Rewrite everything from "Online tracking technology" down to "optimal second-price auction." in the research summaries, putting "websites" in place of "platforms".

====== SUPPLIED PASSAGE

Elisa Celis, University of Washington; Gregory Lewis, Harvard University and NBER; Markus Mobius, Iowa State University and NBER; and Hamid Nazerzadeh, University of Southern California

Buy-it-now or Take-a-chance: Price Discrimination through Randomized Auctions

Online tracking technology allows platforms to offer advertisers targeted consumer demographics, improving match quality, but thinning markets. Bidding data from Microsoft Advertising Exchange exhibits a large gap in the top two bids, consistent with this intuition. This motivates a new mechanism: Bidders can "buy-it-now" or "take-a-chance" in an auction where the top d > 1 bidders are equally likely to win. The randomized allocation incentivizes high valuation bidders to buy-it-now. Running counterfactual simulations on their data, Celis, Lewis, Mobius, and Nazerzadeh find that it improves revenue by 4.4 percent and consumer surplus by 14.5 percent when compared to an optimal second-price auction.


Michael Kearns, Mallesh Pai, and Aaron Roth, University of Pennsylvania, and Jonathan Ullman, Harvard University

Mechanism Design in Large Games: Incentives and Privacy

Kearns, Pai, Roth, and Ullman study the design of mechanisms satisfying two desiderata– incentive compatibility and privacy. The first is standard and requires that agents are incentivized to report their private information truthfully. The second, privacy, requires the mechanism not reveal 'much' about any agent's type to other agents, and hence maintains the privacy of each agent's private information. The authors propose a notion they call joint differential privacy, a variant of the robust differential privacy used in the theoretical computer science literature. They show by construction that mechanisms satisfying their desiderata exist when the game is 'large', that is, there are a large number of players and any player's action affects any other player's payoff by at most a small amount. This mechanism uses no-regret algorithms similar to those studied in Foster & Vohra and Hart & Mas-Colell, and maintains privacy by adding carefully selected noise to each computation step. The results imply that in large economies, privacy concerns of agents can be accommodated at no additional 'cost' to the standard incentive concerns.


David Rothschild and David Pennock, Microsoft Research

The Extent of Price Misalignment in Prediction Markets

Rothschild and Pennock examine the extent to which prices for logically related contracts in prediction markets are contradictory, and the practical amount of arbitrage profits that can result. Price misalignment between identical contracts on different exchanges, representing between 1 and 5 percent net earnings, are common and can persist for months, even in the face of high liquidity. Observing the trading of almost $3,000 of contracts in a randomized trial, the authors uncover a significant shadow order book representing price support well beyond the published demand, implying that absolute arbitrage profits are significantly higher than what a purely observational analysis would reveal. Price misalignment even occurs among identical and logically related contracts listed on the same exchange, although profits are generally lower. Even when misalignment does not represent arbitrage, related markets react in ways that suggest bounded rationality. Some contracts simply shut down when there are high levels of activity in another related contract; traders unnecessarily withdraw orders that exceed even the most wildly pessimistic outcome of an ongoing event. There is a consistent asymmetry between buying and selling across many exchanges, leaving the average return for selling (which is cognitively more complex as implemented by the exchanges) higher than for buying. The authors find other evidence of weak-form inefficiency: prices on one exchange have significant correlation with 12-hour lagged prices on a second exchange. Despite these signs of departure from theoretical optimality, the markets studied, on balance, function well considering the sometimes complex and subtle relationships among contracts. Yet, the authors discuss how prediction markets can be designed better, moving the burden of finding and fixing logical contradictions into the exchange, making buying and selling symmetric, and providing trading wizards, thus freeing traders to focus on providing meaningful information in the form they find most natural.

============
====== EXTRACTED DATA

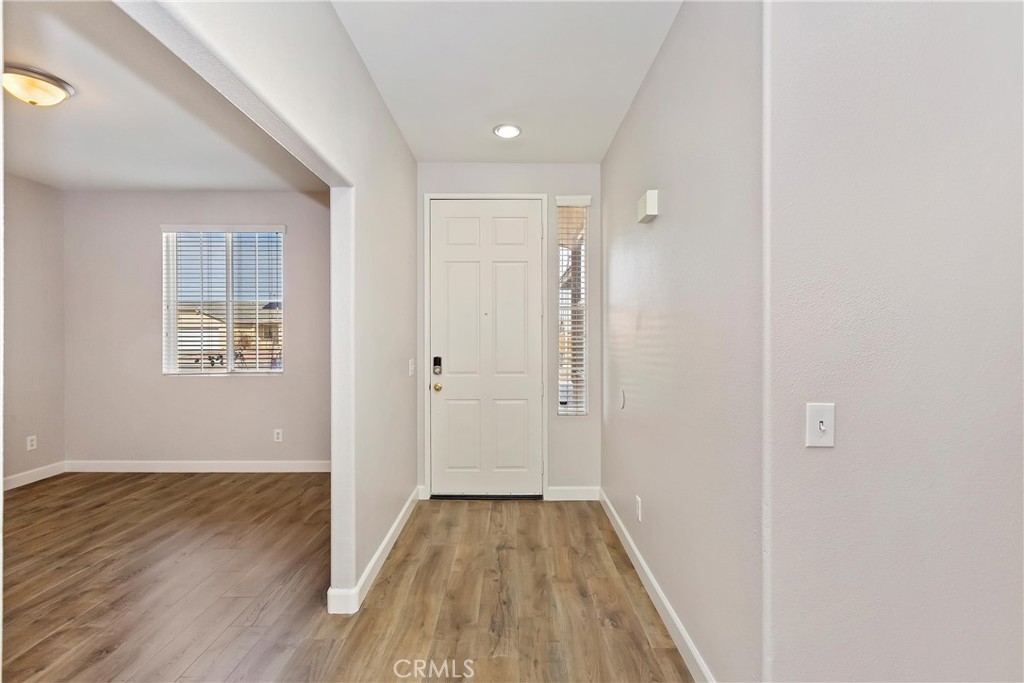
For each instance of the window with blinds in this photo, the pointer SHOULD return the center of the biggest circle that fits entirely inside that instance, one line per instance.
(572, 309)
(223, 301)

============
====== EXTRACTED DATA

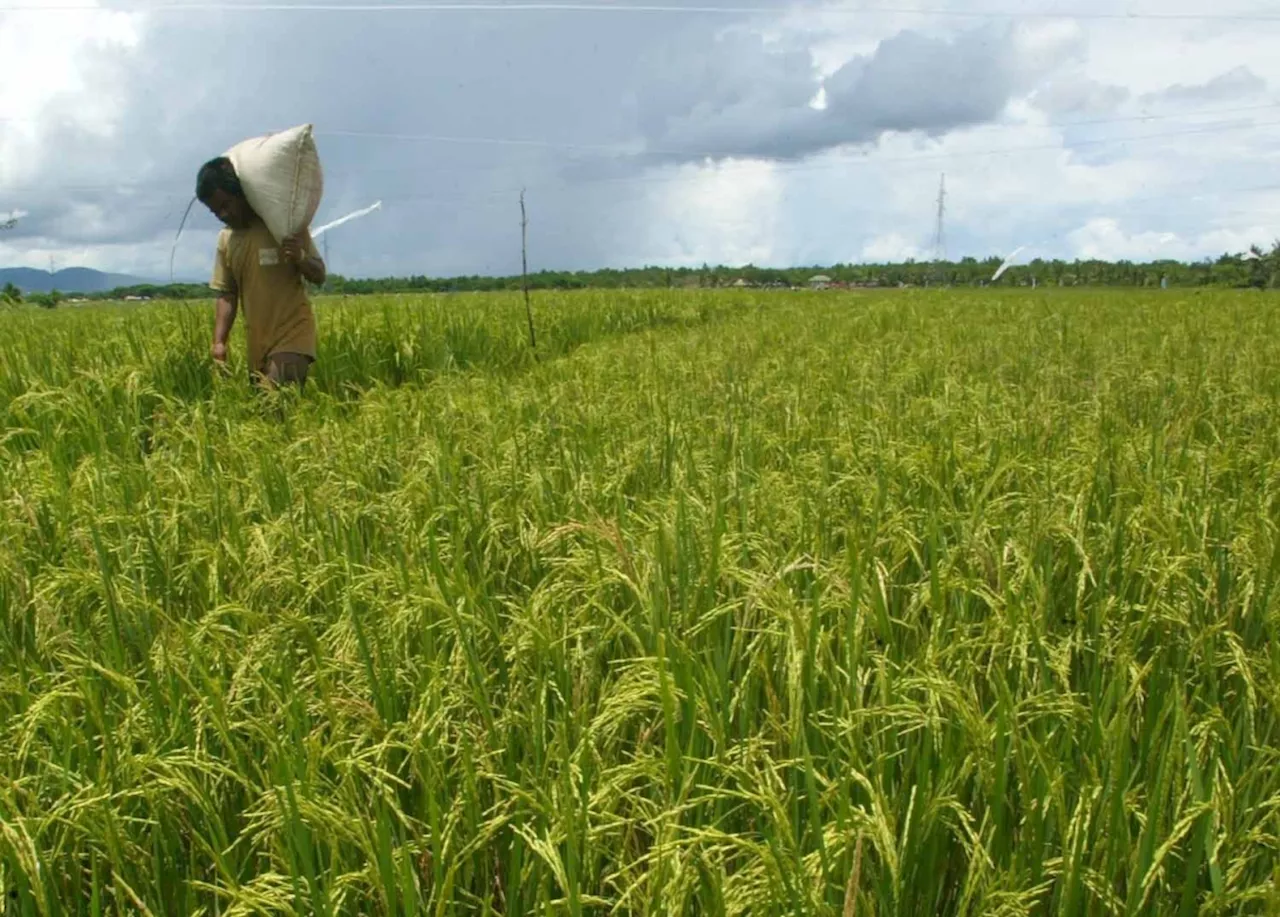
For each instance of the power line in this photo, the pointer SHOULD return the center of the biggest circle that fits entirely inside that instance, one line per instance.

============

TASK RESPONSE —
Online tracking technology allows websites to offer advertisers targeted consumer demographics, improving match quality, but thinning markets. Bidding data from Microsoft Advertising Exchange exhibits a large gap in the top two bids, consistent with this intuition. This motivates a new mechanism: Bidders can "buy-it-now" or "take-a-chance" in an auction where the top d > 1 bidders are equally likely to win. The randomized allocation incentivizes high valuation bidders to buy-it-now. Running counterfactual simulations on their data, Celis, Lewis, Mobius, and Nazerzadeh find that it improves revenue by 4.4 percent and consumer surplus by 14.5 percent when compared to an optimal second-price auction.